* _DOCUMENTO_
::::::

REGGIO CALABRIA La Procura generale di Reggio Calabria ha chiesto alla Corte d’Assise d’appello la riapertura dell’istruttoria dibattimentale del processo ‘Ndrangheta stragista che vede imputati il boss del rione palermitano di Brancaccio Giuseppe Graviano e Rocco Santo Filippone, ritenuto espressione della cosca di ‘ndrangheta Piromalli di Gioia Tauro. In primo grado entrambi sono stati condannati all’ergastolo per il duplice omicidio degli appuntati dei carabinieri Antonino Fava e Vincenzo Garofalo, uccisi il 18 gennaio 1994 sull’autostrada Salerno-Reggio Calabria all’altezza dello svincolo di Scilla. Quell’attentato, secondo l’accusa, rientrava nella strategia stragista con la quale Cosa nostra e ‘Ndrangheta volevano piegato lo Stato. Nell’udienza di oggi, il procuratore aggiunto Giuseppe Lombardo, applicato al processo, ha sintetizzato i nuovi atti depositati nelle scorse settimane. In particolare, il pg ha chiesto di acquisire la sentenza “Italicus bis” e si è soffermato sulla sigla “Falange Armata” utilizzata per rivendicare non solo gli attentati ai carabinieri.

::::::

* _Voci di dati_
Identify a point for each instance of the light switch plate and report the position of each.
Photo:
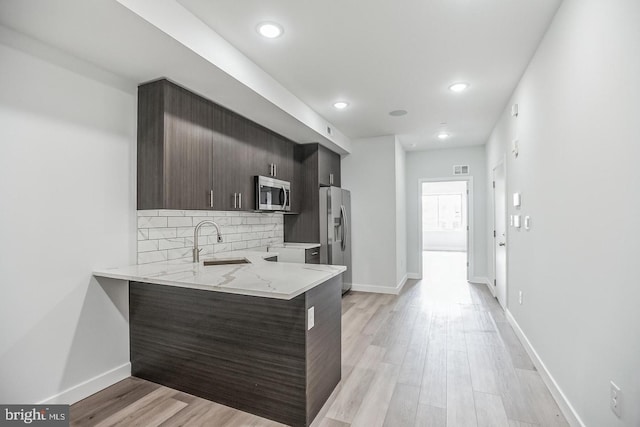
(615, 402)
(311, 318)
(516, 200)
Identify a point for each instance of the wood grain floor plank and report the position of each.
(543, 403)
(433, 390)
(374, 406)
(484, 374)
(519, 357)
(328, 422)
(371, 357)
(403, 407)
(413, 364)
(461, 409)
(149, 402)
(397, 350)
(513, 423)
(95, 408)
(156, 416)
(456, 340)
(353, 392)
(490, 410)
(461, 366)
(430, 416)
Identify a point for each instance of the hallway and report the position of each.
(439, 354)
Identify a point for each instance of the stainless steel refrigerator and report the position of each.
(335, 230)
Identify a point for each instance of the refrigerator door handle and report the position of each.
(345, 231)
(284, 205)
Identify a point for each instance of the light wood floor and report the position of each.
(439, 354)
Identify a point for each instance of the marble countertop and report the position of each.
(295, 245)
(260, 278)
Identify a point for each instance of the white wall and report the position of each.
(370, 172)
(401, 217)
(579, 134)
(68, 205)
(439, 164)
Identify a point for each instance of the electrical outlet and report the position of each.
(615, 400)
(311, 318)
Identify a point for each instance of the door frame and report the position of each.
(492, 286)
(470, 220)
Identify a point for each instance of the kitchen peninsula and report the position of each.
(263, 337)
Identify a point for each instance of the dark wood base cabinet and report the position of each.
(251, 353)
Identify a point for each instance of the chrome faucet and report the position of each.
(196, 251)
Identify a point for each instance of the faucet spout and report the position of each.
(196, 251)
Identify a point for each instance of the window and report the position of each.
(442, 212)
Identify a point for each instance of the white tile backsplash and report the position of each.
(168, 234)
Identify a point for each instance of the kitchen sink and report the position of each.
(226, 261)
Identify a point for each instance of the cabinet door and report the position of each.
(232, 164)
(328, 167)
(188, 146)
(284, 159)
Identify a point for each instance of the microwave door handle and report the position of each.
(284, 205)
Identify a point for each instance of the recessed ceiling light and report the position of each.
(458, 87)
(270, 30)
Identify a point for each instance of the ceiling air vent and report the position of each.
(461, 169)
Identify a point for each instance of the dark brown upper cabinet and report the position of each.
(195, 154)
(175, 148)
(328, 167)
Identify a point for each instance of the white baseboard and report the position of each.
(380, 289)
(91, 386)
(565, 406)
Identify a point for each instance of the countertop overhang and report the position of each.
(259, 278)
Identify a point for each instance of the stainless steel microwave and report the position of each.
(272, 194)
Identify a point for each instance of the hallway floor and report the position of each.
(439, 354)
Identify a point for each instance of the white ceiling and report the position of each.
(382, 55)
(378, 55)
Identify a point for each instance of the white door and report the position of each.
(500, 234)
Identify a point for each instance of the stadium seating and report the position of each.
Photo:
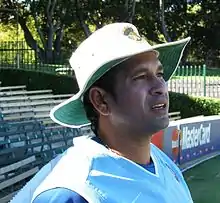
(28, 137)
(26, 130)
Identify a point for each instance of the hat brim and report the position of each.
(71, 113)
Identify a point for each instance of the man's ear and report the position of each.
(98, 98)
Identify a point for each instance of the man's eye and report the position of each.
(161, 75)
(139, 77)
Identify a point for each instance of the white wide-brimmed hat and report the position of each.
(100, 52)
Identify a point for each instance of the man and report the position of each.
(123, 94)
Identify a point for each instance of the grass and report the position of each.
(204, 181)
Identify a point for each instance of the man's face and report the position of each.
(141, 101)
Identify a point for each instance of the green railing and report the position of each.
(196, 81)
(18, 55)
(192, 80)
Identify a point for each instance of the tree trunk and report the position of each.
(163, 22)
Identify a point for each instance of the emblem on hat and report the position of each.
(128, 31)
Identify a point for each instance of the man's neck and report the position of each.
(136, 150)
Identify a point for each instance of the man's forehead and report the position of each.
(142, 60)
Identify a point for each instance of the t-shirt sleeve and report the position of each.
(59, 195)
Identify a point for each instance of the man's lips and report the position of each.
(160, 106)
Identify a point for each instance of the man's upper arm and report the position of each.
(59, 195)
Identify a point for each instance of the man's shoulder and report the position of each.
(58, 195)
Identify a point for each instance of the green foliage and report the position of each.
(37, 80)
(193, 106)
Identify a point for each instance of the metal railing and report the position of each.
(196, 81)
(192, 80)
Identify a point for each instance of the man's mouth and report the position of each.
(159, 106)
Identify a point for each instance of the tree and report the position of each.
(52, 17)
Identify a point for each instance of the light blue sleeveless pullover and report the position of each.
(101, 176)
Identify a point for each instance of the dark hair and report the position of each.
(107, 83)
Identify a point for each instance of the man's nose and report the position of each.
(158, 88)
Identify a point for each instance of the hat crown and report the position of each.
(111, 42)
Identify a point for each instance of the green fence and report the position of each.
(18, 55)
(192, 80)
(196, 81)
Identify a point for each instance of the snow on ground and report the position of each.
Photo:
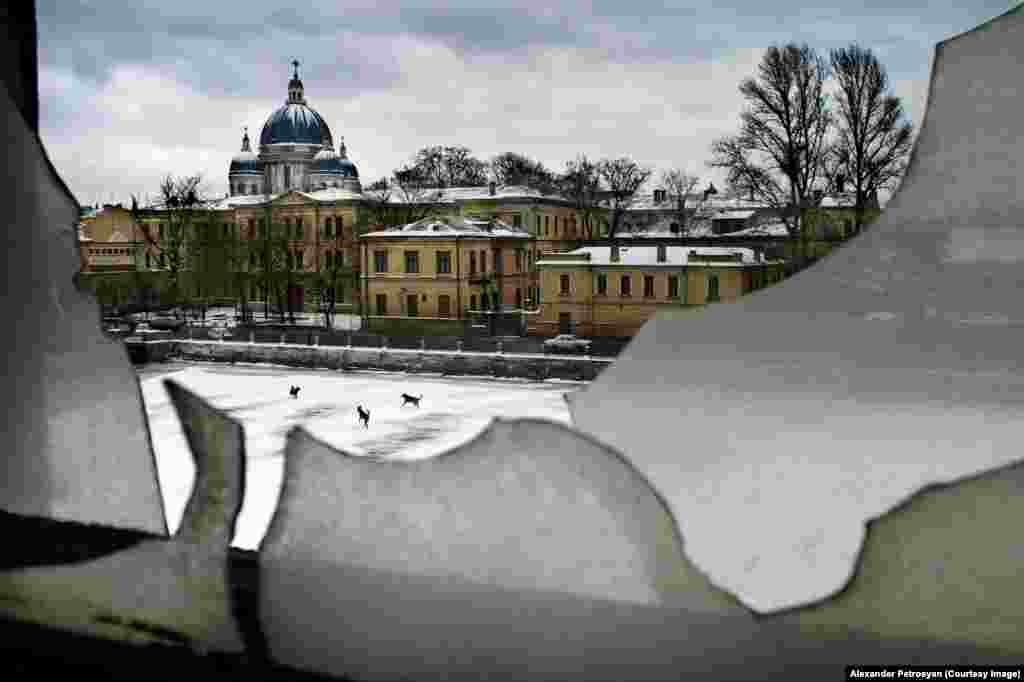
(454, 410)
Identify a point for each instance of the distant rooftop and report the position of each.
(645, 256)
(450, 226)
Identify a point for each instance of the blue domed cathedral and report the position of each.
(296, 152)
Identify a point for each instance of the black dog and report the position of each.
(407, 399)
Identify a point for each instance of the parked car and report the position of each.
(119, 326)
(566, 343)
(166, 323)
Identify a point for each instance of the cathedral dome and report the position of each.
(330, 162)
(296, 122)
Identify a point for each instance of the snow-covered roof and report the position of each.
(767, 229)
(645, 202)
(646, 256)
(457, 195)
(733, 214)
(332, 195)
(450, 226)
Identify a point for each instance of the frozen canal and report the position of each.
(453, 411)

::::::

* _QUESITI DA RISOLVERE_
A: Elenchi tutte le persone citate con nome e cognome nell'articolo sul processo ‘Ndrangheta stragista.
B: Risponda alle seguenti domande in base all'articolo sul processo ‘Ndrangheta stragista.
(i) In quale data furono uccisi i due appuntati dei carabinieri?
(ii) Quale sentenza il pg ha chiesto di acquisire?
(iii) Di quale cosca Rocco Santo Filippone è ritenuto espressione?
C: Stabilisca se ciascuna affermazione concorda con l'articolo sul processo ‘Ndrangheta stragista, rispondendo sì o no e citando le parole decisive.
(i) In primo grado entrambi gli imputati sono stati condannati all'ergastolo.
(ii) I due carabinieri furono uccisi all'altezza dello svincolo di Palmi.
(iii) La Procura generale ha rivolto la propria richiesta alla Corte di Cassazione.

* _SOLUZIONI_
A:
Giuseppe Graviano
Rocco Santo Filippone
Antonino Fava
Vincenzo Garofalo
Giuseppe Lombardo

B:
(i) Il 18 gennaio 1994.
(ii) La sentenza “Italicus bis”.
(iii) Della cosca di ‘ndrangheta Piromalli di Gioia Tauro.

C:
(i) Sì: “In primo grado entrambi sono stati condannati all’ergastolo”.
(ii) No: “all’altezza dello svincolo di Scilla”.
(iii) No: “ha chiesto alla Corte d’Assise d’appello la riapertura dell’istruttoria dibattimentale”.